BEGIN Document extract
Missed the Etape this year? France a bit too far? In September you get a chance to ride a stage of another professional bike race, and you don’t have to leave the shores of Blighty to do it.
This year’s edition of the Tour of Britain sees stages dotted around the country, from Yorkshire to London, with two stages available as ‘Tour Ride’ sportives in ‘pro’ and ‘challenge’ varieties. Longest and hardest is the South-West Pro Ride - a 175km coast-to-coast epic across the surprisingly severe hills of Devon and Somerset - highly recommended if you want a serious sportive test-piece before the end of the season.
The South-West Pro Ride kicks off in Minehead, on the north Somerset coast. It’s a flat start, but after just a few miles the route heads straight into the chunky landscape of Exmoor National Park culminating in an ascent of Lype Hill. This will be a brutal beginning: from sea-level to 400m in about 16 miles. The pros will be going for King of the Mountains points here, but sportivistes with an eye on the long game may want to take it steady.
The route then heads back to the coast, and through the charming little port of Watchet, before going inland for good and aiming for the second big climb of the day: the crest of the Brendon Hills. Once again, the ascent is from sea-level up to about 400m, this time in about 13 miles. We may be in Exmoor but this is definitely no stroll in the park.
And that sets the scene for the day. Although the two biggest climbs are done and dusted, the route is relentlessly hilly, rollercoasting across the Westcountry. There’s a bit of respite as the roads wind through Wivelscombe and Wellington, but then come the Blackdown Hills, a serious set of ups and downs before a welcome descent into Honiton.
Then it’s climbing again, over yet more hills before reaching the sea once more, this time on the south coast at Sidmouth. This is another charming port-town, but most riders won’t be thinking of the view. That’s because the route then tackles the harshest climb of the day, the appropriately named Peak Hill. And now even sportive-riders get to play King of the Mountains: split times will be recorded on the steepest bit: a 1km stretch of 20% gradient. Coming at about 130km into the ride, it’ll be a killer.
END Document extract
BEGIN Data rows
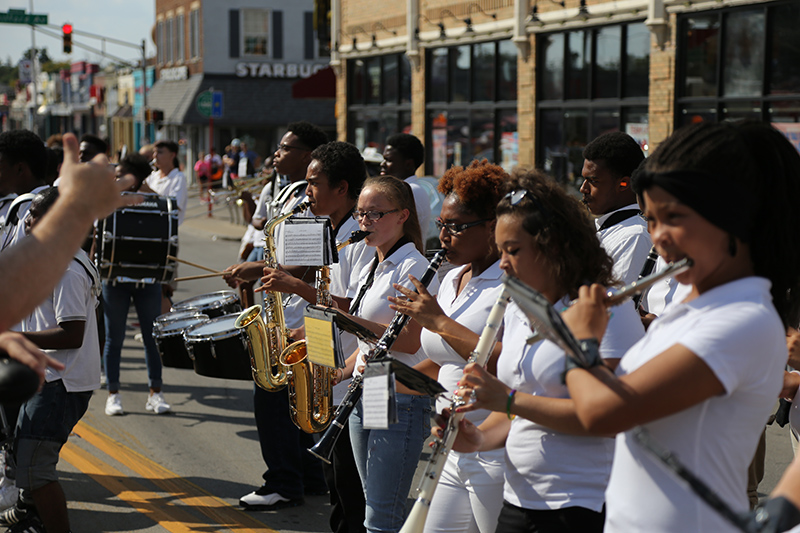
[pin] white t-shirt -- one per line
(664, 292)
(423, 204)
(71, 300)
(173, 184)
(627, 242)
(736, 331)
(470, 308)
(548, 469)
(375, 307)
END Data rows
BEGIN Data rows
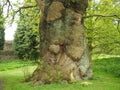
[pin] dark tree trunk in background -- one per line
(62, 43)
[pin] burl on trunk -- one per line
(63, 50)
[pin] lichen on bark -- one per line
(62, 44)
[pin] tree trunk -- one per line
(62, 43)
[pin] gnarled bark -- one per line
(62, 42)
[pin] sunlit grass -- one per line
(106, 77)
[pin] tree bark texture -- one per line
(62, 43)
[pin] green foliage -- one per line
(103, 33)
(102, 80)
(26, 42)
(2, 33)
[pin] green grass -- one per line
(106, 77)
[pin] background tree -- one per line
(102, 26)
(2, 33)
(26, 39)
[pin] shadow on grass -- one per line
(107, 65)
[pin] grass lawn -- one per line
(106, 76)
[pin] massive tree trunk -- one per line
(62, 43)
END Data rows
• [What is asked]:
1. In the article on the South-West Pro Ride, which town on the north Somerset coast does the route start from?
2. Copy word for word the passage of the article on the South-West Pro Ride from "And that sets" up to and including "be a killer.".
3. Continue the article on the South-West Pro Ride, beginning right after its final sentence.

• [Expected responses]:
1. Minehead.

2.
And that sets the scene for the day. Although the two biggest climbs are done and dusted, the route is relentlessly hilly, rollercoasting across the Westcountry. There’s a bit of respite as the roads wind through Wivelscombe and Wellington, but then come the Blackdown Hills, a serious set of ups and downs before a welcome descent into Honiton.
Then it’s climbing again, over yet more hills before reaching the sea once more, this time on the south coast at Sidmouth. This is another charming port-town, but most riders won’t be thinking of the view. That’s because the route then tackles the harshest climb of the day, the appropriately named Peak Hill. And now even sportive-riders get to play King of the Mountains: split times will be recorded on the steepest bit: a 1km stretch of 20% gradient. Coming at about 130km into the ride, it’ll be a killer.

3.
A quick descent to Otterton is followed by another stiff climb as the route heads towards Exeter, then a mercifully flat(ish) bit beside the Exe Estuary. But just when the finish is in sight there’s a steep little rise out of Dawlish. Any legs still with energy will surely be sapped by this final sting in the tail.
With that final summit in the bag, it’s then genuinely downhill into Teighnmouth and all the way the finish. Overall, this will be a tough but very rewarding ride. The total ascent of 3200m isn’t that far short of this year’s Etape figure - although of course the hills are very different in nature. Whatever time you do, you can be sure the Tour of Britain riders will do it much faster, but at least when you watch the real race on TV you can say “I went up that hill. And that one. And that one…”
Tour Ride Info
The South-West Tour Ride sportive takes place on Sunday 5 September. Over 1500 riders have already signed up, but places are still available on both the Pro Ride and Challenge Ride options. (The Challenge Ride covers the last 70km of the Pro Ride, so misses Exmoor and the Blackdowns, but still gets all the fun of Peak Hill.) There’s also a family fun option: as many laps as you like of a 1.5 km circuit around Teighnmouth, including the finish straight of the Tour itself.
If the date or route doesn’t grab you, there are also places still available on the Stoke-on-Trent Tour Ride (26 September), shadowing the race route over the tough roads of the Peak District, including legendary Gun Hill. There’s also a ride in London on the same day as the real Tour of Britain (18 September), using the same 12km circuit the pros will use, tying in with a day-long festival of cycling.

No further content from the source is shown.